Consigne:
Relevez toutes les personnes que le texte sur la méthode de l'immersion désigne par leur nom.

Suite à l’interview de M. Jean-Luc Mélenchon, ministre de l’enseignement professionnel, par Emmanuel Davidenkoff dans Libé du 4 septembre, voici quelques questions pertinentes et impertinentes, donc publiables.
Quand vous dites, M. Mélenchon, que Diwan « organise toute la scolarité d’un enfant dans une langue », avez-vous pris la peine de vous informer au préalable sur la méthode de l’immersion ? N’avez-vous pas pensé un seul instant que c’est par l’immersion qu’on accueille et éduque en France nos enfants de migrants ? Auriez-vous oublié que c’est par l’immersion que Jules Ferry a fait apprendre le français à tous les enfants de France, Bretons, Occitans, Basques et autres ? Et que la même méthode a servi, de façon autrefois autoritaire et aujourd’hui démocratique, dans les écoles de ce qui fut l’Empire colonial, désormais indépendant ?
Avez-vous pensé aux milliers de coopérants et d’enseignants français détachés dans le vaste monde — nous en fûmes tous les deux — qui ont pratiqué et pratiquent encore l’immersion en faveur du français et à qui vous demandez par votre argumentation de refuser cette même immersion aux langues de France ? Devrions-nous adhérer à ce double langage pour être de bons républicains ?

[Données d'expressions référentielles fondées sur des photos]

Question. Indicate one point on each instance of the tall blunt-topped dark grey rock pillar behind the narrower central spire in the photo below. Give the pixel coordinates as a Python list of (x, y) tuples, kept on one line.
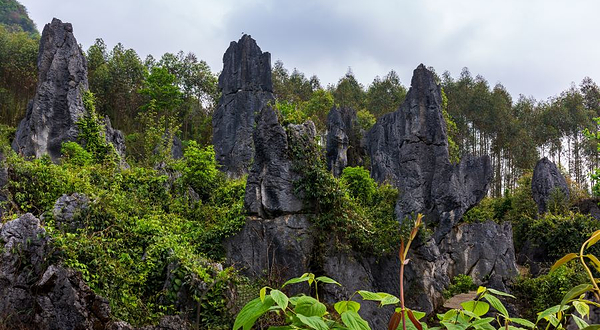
[(246, 87)]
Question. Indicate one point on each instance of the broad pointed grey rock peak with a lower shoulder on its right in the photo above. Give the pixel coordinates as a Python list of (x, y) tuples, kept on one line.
[(409, 149)]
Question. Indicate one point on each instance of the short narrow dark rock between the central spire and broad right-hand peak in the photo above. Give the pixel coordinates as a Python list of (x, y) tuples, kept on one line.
[(343, 140)]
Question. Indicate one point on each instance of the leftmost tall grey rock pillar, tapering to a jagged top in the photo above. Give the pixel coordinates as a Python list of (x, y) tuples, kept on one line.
[(57, 105)]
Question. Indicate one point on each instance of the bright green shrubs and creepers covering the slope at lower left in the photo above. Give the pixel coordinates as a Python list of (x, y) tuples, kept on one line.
[(142, 227)]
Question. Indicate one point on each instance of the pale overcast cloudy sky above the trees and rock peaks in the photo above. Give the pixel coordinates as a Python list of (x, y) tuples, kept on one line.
[(533, 47)]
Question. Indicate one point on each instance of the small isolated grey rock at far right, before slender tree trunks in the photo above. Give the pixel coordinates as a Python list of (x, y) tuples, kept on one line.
[(546, 179)]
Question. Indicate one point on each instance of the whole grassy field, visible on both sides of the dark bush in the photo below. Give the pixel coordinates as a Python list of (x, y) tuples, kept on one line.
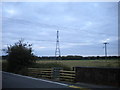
[(69, 64)]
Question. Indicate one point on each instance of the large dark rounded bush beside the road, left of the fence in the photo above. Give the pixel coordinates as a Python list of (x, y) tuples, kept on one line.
[(19, 56)]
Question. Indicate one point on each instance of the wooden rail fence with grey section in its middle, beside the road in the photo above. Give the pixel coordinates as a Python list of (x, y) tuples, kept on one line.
[(53, 73)]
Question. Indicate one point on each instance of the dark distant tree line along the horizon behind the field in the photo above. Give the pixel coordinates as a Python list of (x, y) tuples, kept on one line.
[(71, 57)]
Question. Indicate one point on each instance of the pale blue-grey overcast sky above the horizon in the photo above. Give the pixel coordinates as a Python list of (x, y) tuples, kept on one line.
[(83, 26)]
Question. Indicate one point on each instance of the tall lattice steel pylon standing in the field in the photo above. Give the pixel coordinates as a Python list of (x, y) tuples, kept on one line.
[(57, 50)]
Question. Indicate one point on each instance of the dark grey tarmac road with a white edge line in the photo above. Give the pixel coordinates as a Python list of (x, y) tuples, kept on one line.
[(10, 80)]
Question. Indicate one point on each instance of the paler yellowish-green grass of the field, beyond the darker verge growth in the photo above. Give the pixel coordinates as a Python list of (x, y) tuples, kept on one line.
[(91, 63)]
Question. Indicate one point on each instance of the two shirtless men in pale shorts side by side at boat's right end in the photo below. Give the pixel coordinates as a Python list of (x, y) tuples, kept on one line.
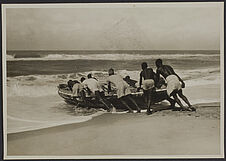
[(174, 85)]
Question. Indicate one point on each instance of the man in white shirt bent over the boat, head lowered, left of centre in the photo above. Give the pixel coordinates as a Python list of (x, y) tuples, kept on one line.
[(93, 85)]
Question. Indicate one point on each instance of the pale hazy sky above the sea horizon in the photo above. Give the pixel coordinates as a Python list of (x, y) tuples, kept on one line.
[(114, 27)]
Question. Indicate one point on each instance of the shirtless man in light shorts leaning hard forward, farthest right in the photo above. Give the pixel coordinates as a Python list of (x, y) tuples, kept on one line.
[(174, 84)]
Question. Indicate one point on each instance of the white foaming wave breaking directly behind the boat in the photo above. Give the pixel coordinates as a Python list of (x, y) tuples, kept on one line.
[(43, 85)]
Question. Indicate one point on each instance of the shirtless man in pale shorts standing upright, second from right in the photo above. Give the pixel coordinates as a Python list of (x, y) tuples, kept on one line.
[(148, 85)]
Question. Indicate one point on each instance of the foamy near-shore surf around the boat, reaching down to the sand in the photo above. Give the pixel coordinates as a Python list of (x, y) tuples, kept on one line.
[(33, 112)]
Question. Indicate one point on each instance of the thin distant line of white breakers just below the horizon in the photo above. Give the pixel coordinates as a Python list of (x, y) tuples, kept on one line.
[(112, 57)]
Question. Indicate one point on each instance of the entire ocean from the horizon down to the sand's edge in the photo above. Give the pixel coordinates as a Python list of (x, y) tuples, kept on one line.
[(33, 77)]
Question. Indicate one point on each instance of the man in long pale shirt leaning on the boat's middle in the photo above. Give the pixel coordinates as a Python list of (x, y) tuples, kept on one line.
[(123, 91)]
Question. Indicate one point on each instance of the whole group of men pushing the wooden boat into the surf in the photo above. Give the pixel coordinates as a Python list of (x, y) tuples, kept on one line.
[(149, 80)]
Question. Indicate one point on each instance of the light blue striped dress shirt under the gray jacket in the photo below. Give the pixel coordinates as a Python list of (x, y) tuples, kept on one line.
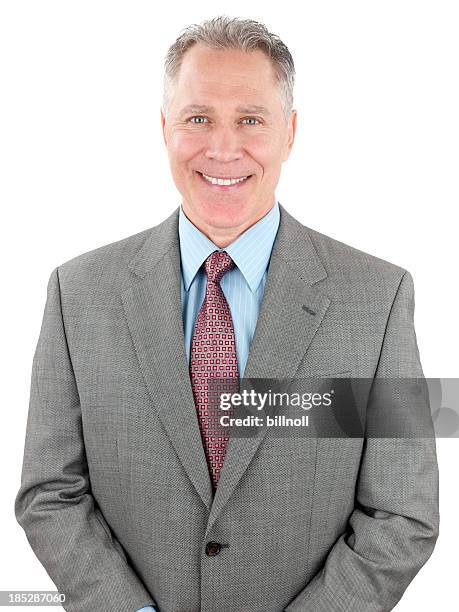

Corrigé:
Jean-Luc Mélenchon, Emmanuel Davidenkoff, Jules Ferry